▶ PROBLEM TO WORK ON: Transcribe the data exactly, starting with the first line and continuing through the line that contains "positive clicks: (1538, 616) (1555, 612)", with both of these lines included.

▶ RECORDS TO PROCESS:

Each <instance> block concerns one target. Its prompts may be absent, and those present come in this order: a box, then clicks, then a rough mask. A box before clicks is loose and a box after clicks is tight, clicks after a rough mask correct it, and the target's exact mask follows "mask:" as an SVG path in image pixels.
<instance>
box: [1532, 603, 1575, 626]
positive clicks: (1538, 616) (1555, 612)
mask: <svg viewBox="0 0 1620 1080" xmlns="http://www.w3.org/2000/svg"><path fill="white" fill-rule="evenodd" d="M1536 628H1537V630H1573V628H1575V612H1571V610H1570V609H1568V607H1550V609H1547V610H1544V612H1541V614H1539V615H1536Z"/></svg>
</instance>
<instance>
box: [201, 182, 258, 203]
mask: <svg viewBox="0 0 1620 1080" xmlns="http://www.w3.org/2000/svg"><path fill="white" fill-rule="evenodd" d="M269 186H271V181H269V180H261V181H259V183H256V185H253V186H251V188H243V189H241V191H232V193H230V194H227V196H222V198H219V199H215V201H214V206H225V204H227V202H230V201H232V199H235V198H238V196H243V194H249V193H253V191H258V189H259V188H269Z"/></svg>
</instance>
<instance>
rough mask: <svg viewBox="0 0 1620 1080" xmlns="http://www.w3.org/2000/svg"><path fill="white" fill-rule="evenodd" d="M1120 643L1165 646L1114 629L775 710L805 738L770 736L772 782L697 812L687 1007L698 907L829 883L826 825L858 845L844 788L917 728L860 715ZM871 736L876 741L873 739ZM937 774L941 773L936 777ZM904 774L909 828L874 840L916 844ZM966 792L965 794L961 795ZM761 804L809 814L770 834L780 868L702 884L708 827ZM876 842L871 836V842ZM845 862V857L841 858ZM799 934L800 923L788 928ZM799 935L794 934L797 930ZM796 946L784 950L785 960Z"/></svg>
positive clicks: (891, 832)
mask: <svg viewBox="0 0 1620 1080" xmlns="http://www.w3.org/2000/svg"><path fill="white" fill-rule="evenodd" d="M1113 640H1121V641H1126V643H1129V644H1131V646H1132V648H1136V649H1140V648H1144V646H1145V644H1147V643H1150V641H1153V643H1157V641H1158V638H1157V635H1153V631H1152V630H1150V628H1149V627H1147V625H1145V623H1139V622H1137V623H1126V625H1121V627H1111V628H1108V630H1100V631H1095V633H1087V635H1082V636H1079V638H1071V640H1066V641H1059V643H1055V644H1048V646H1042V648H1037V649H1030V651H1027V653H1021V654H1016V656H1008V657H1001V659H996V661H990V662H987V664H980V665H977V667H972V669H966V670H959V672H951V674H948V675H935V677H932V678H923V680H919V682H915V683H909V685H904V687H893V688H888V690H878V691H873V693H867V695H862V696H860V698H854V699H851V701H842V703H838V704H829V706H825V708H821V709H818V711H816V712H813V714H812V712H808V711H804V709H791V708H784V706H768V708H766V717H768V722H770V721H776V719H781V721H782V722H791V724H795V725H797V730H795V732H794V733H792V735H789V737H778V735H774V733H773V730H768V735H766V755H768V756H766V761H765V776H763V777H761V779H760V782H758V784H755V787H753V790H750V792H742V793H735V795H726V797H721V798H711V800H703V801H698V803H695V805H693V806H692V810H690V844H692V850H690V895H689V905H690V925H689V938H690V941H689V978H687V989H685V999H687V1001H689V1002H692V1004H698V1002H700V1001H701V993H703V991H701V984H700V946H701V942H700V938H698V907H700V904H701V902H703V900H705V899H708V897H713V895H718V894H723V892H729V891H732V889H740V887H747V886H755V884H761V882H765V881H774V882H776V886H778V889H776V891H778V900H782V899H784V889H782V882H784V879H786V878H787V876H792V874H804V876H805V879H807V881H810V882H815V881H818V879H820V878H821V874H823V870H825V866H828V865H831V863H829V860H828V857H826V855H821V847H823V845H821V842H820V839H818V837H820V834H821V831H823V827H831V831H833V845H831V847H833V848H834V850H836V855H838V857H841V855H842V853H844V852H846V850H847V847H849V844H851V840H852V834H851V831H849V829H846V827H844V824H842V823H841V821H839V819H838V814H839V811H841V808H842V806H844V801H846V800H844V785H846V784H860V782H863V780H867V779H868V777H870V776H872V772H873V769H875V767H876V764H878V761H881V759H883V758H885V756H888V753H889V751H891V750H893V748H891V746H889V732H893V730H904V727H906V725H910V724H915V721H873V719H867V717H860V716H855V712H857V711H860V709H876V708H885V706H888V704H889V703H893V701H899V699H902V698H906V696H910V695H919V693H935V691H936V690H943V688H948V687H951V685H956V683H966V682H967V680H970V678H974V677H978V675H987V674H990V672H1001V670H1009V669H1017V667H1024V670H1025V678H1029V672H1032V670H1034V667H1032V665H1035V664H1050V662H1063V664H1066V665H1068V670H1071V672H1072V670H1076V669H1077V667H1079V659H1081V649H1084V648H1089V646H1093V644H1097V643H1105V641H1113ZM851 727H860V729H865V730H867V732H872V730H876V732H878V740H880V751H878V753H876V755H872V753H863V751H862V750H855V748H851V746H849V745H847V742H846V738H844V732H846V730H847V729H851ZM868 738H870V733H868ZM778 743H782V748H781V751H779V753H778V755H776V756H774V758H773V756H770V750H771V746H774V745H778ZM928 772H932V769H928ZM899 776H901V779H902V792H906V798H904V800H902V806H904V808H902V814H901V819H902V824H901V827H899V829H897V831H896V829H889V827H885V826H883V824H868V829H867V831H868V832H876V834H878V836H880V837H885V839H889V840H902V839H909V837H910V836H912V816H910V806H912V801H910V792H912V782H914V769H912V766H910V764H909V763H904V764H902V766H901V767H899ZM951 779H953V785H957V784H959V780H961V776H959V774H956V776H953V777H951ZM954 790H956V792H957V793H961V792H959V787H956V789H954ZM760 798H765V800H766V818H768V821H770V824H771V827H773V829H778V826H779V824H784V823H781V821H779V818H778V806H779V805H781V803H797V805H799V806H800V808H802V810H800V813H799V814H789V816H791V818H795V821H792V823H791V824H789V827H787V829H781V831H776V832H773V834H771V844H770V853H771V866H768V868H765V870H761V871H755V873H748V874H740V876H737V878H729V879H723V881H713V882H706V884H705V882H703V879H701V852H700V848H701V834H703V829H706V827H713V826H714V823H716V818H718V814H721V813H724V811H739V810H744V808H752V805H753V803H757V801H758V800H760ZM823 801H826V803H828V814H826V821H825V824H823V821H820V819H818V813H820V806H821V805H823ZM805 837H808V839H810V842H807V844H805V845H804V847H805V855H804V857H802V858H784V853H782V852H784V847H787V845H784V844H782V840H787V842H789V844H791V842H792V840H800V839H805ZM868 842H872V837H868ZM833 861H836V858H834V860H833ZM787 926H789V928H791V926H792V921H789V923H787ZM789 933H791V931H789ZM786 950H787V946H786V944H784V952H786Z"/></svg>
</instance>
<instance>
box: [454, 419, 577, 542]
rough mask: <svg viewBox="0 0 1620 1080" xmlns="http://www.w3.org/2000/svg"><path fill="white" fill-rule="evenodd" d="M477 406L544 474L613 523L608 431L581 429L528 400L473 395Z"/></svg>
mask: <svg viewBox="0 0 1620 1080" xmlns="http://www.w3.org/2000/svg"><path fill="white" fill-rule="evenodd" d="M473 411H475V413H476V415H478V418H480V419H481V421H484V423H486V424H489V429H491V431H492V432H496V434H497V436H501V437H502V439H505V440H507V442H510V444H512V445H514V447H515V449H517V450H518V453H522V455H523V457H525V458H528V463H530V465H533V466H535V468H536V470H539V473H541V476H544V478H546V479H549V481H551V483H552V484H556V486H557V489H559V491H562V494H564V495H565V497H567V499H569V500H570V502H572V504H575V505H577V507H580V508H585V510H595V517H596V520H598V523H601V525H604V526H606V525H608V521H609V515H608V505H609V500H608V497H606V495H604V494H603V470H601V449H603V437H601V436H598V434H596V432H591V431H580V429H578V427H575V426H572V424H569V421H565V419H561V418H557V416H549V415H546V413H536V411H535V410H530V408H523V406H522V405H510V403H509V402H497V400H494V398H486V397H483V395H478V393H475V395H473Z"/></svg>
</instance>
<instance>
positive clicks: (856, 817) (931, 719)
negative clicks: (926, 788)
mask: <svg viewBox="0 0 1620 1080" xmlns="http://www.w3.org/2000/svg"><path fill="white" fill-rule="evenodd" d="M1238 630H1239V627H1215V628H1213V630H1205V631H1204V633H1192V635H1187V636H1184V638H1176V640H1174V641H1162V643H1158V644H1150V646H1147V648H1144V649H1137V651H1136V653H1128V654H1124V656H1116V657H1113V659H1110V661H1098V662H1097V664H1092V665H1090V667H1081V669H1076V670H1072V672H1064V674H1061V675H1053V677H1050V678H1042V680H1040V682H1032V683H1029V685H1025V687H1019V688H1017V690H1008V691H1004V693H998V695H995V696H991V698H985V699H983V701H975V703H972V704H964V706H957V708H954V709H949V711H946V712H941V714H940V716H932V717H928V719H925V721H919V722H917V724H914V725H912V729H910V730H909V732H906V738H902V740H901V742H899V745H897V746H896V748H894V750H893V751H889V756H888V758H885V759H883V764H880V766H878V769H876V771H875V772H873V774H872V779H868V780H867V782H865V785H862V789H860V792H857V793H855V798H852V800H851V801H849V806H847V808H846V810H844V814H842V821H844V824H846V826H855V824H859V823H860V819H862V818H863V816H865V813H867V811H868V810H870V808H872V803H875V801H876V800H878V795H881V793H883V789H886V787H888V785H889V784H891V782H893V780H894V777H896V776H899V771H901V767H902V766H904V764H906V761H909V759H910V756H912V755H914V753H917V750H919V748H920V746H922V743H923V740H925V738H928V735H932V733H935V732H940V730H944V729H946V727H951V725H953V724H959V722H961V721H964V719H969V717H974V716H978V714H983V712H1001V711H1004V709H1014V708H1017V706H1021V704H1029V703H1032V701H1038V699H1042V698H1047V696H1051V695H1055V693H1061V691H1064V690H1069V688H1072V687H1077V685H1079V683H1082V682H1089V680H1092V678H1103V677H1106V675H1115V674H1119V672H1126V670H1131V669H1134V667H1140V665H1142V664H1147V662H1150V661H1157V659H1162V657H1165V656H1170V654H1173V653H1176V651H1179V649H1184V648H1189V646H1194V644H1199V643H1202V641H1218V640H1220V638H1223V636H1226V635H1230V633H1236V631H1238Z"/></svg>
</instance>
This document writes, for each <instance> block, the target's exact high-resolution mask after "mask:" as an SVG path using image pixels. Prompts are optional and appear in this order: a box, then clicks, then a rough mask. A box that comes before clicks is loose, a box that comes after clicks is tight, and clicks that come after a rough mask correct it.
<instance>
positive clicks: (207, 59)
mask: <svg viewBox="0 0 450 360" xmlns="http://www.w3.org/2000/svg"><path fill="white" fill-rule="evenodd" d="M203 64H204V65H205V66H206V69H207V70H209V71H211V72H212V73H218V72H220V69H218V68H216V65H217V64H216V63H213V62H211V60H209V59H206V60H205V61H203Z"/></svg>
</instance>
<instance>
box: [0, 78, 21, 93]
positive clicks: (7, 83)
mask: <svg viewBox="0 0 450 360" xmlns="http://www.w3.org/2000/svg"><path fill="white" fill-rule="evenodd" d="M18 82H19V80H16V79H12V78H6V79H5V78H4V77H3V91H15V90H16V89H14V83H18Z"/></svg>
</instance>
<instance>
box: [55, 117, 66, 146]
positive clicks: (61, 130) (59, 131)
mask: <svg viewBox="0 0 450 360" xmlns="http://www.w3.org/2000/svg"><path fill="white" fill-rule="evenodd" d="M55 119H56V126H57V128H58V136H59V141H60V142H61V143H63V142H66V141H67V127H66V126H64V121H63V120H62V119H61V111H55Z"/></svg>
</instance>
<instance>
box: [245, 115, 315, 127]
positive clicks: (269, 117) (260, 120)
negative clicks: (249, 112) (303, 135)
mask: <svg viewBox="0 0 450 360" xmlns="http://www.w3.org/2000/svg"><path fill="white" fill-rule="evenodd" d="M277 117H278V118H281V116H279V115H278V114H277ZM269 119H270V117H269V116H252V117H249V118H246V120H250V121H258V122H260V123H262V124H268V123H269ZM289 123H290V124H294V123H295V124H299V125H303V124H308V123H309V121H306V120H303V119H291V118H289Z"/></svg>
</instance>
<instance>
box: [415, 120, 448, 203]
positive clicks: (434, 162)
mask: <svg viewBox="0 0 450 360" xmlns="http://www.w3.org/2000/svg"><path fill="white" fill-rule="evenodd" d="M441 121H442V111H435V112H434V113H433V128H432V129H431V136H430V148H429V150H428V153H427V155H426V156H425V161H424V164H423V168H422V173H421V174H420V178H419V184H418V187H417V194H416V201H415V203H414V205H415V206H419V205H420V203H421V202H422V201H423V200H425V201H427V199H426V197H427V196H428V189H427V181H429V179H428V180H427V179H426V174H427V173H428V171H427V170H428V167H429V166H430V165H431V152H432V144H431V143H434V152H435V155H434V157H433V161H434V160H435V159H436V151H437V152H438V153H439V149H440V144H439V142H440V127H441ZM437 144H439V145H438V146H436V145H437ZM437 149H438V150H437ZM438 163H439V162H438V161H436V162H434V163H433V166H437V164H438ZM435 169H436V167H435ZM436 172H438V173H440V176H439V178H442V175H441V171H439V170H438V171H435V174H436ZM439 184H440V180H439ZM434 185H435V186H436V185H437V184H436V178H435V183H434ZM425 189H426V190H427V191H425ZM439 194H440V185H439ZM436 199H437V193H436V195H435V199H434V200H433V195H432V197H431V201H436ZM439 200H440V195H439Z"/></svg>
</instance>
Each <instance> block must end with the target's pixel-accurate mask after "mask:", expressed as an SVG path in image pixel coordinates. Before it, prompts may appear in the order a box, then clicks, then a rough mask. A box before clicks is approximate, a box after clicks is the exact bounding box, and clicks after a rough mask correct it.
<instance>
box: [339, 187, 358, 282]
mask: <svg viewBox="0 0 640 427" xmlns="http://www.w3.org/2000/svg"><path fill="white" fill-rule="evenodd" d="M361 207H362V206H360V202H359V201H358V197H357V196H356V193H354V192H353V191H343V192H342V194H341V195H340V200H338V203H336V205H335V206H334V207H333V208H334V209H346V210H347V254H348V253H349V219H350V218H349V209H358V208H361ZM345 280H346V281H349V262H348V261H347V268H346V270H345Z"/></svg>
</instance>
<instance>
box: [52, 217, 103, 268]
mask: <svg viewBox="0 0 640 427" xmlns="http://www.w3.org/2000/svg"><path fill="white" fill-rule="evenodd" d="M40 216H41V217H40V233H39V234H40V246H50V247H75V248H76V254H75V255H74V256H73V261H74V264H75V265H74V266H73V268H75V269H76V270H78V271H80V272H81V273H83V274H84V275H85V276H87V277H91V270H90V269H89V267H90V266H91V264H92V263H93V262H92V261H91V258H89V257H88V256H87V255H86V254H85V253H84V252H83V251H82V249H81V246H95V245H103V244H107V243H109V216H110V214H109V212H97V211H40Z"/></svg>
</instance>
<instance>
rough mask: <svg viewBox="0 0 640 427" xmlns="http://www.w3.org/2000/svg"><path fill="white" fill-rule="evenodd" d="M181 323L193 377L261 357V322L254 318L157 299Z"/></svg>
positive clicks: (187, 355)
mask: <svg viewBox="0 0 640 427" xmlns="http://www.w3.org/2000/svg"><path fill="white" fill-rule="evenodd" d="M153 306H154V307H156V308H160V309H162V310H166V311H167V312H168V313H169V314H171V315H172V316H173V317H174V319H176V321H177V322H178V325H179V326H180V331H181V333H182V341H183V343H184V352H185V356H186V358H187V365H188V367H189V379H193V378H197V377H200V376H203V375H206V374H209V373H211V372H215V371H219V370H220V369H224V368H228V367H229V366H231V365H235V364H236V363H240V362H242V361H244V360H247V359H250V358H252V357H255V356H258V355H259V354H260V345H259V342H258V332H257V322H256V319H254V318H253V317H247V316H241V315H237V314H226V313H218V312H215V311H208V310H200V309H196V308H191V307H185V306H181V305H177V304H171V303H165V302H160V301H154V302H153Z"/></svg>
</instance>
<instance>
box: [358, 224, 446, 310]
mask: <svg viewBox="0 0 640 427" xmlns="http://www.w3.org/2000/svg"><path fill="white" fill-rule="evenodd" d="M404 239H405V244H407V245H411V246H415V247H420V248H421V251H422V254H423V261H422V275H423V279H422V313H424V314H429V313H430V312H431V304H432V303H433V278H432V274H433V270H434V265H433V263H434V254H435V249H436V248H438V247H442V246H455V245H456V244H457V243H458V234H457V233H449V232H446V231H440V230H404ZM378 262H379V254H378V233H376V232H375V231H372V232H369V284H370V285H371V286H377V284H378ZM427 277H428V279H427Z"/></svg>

▶ ANSWER TO THIS PROBLEM:
Each <instance> block concerns one target. Its prompts may be absent, and those present come in this order: a box, then clicks, then a rough mask. A box before clicks is loose and a box after clicks is tight, clicks after a rough mask correct it, and the target's exact mask follows "mask:" as an SVG path in image pixels.
<instance>
box: [1532, 603, 1575, 626]
positive clicks: (1538, 616) (1555, 612)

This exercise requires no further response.